* EXERCISE BRIEF *
Return each of the entries below word for word, but leave the pictures out.

----- INPUT MATERIAL -----

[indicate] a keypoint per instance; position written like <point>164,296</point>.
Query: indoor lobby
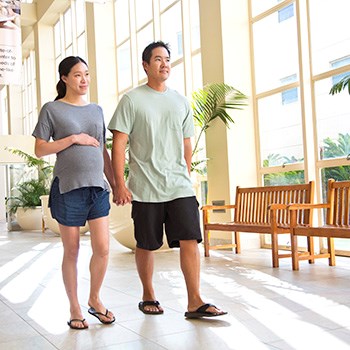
<point>284,56</point>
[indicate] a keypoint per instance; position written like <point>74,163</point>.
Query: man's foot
<point>206,310</point>
<point>76,323</point>
<point>104,317</point>
<point>100,312</point>
<point>151,307</point>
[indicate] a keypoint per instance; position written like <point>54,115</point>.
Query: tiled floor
<point>268,308</point>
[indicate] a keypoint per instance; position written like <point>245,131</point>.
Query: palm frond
<point>212,102</point>
<point>340,85</point>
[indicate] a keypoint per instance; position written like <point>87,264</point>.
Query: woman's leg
<point>99,230</point>
<point>70,238</point>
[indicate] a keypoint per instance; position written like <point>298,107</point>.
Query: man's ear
<point>144,65</point>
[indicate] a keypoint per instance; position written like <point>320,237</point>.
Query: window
<point>340,63</point>
<point>286,13</point>
<point>29,100</point>
<point>69,32</point>
<point>290,95</point>
<point>318,126</point>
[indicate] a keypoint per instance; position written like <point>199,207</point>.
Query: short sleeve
<point>43,128</point>
<point>123,117</point>
<point>188,126</point>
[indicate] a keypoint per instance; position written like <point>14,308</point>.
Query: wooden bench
<point>260,210</point>
<point>337,223</point>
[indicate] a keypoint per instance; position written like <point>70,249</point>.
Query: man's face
<point>159,67</point>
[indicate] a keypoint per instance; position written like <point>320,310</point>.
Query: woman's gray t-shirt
<point>76,166</point>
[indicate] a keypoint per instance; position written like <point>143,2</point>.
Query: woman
<point>75,131</point>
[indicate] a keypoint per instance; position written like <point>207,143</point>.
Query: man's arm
<point>188,152</point>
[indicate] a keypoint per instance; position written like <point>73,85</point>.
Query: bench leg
<point>295,254</point>
<point>238,243</point>
<point>331,259</point>
<point>274,248</point>
<point>311,249</point>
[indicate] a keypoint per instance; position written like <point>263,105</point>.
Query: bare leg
<point>70,238</point>
<point>98,264</point>
<point>145,266</point>
<point>190,266</point>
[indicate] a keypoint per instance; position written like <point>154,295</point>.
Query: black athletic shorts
<point>179,219</point>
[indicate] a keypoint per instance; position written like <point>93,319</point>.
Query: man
<point>158,123</point>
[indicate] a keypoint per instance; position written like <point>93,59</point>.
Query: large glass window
<point>280,131</point>
<point>29,98</point>
<point>69,32</point>
<point>275,51</point>
<point>297,114</point>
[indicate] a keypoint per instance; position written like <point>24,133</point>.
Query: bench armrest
<point>307,206</point>
<point>278,206</point>
<point>215,207</point>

-----

* EXERCISE RESPONSE *
[indicate] a keypoint per instance; position written like <point>164,296</point>.
Query: indoor lobby
<point>284,56</point>
[indicate] a keypoint per instance; position written like <point>74,163</point>.
Query: man's foot
<point>206,310</point>
<point>76,323</point>
<point>104,317</point>
<point>100,312</point>
<point>151,307</point>
[indicate] a keypoint per instance; position written like <point>54,115</point>.
Query: tiled floor
<point>268,308</point>
[indicate] a keypoint per instance; position written like <point>245,131</point>.
Query: palm frond
<point>212,102</point>
<point>340,85</point>
[indicate] a keypoint per instance; position written like <point>87,264</point>.
Query: woman's leg
<point>99,230</point>
<point>70,238</point>
[indicate] a keypoint per instance; position written like <point>298,107</point>.
Query: man's ear
<point>144,65</point>
[indicate] a keypoint per instance; position written like <point>320,237</point>.
Query: window
<point>340,63</point>
<point>286,13</point>
<point>29,100</point>
<point>69,32</point>
<point>290,95</point>
<point>318,126</point>
[indicate] a keypoint per instance; position written like <point>199,207</point>.
Query: short sleeve
<point>43,128</point>
<point>123,117</point>
<point>188,126</point>
[indicate] a keypoint per instance; position written like <point>14,308</point>.
Query: wooden bench
<point>260,210</point>
<point>337,223</point>
[indicate] a keypoint per instance; position written like <point>70,249</point>.
Query: man's face
<point>159,67</point>
[indicate] a keypoint per instance; position written like <point>320,310</point>.
Query: woman's gray t-shirt
<point>76,166</point>
[indicate] a keypoint per instance; position written like <point>143,2</point>.
Query: woman
<point>75,131</point>
[indicate] a keypoint per instance; position written like <point>207,143</point>.
Query: man's arm
<point>188,152</point>
[indicate] a keypoint per instance; position written like <point>73,85</point>.
Query: bench leg
<point>295,254</point>
<point>238,243</point>
<point>331,259</point>
<point>274,248</point>
<point>311,249</point>
[indicate] a keypoint per instance; position written like <point>263,105</point>.
Query: bare leg
<point>70,238</point>
<point>98,264</point>
<point>145,266</point>
<point>190,266</point>
[indicate] a keypoint per instance; position written like <point>154,295</point>.
Query: black athletic shorts
<point>179,219</point>
[indicate] a keypoint per instance; position written like <point>93,319</point>.
Query: man
<point>158,123</point>
[indicate] a keypoint per instance; position written like <point>93,59</point>.
Query: large glass window
<point>280,131</point>
<point>29,98</point>
<point>69,32</point>
<point>275,51</point>
<point>297,114</point>
[indicate] a keypoint per instance; position written like <point>24,133</point>.
Query: bench armrest
<point>307,206</point>
<point>278,206</point>
<point>215,207</point>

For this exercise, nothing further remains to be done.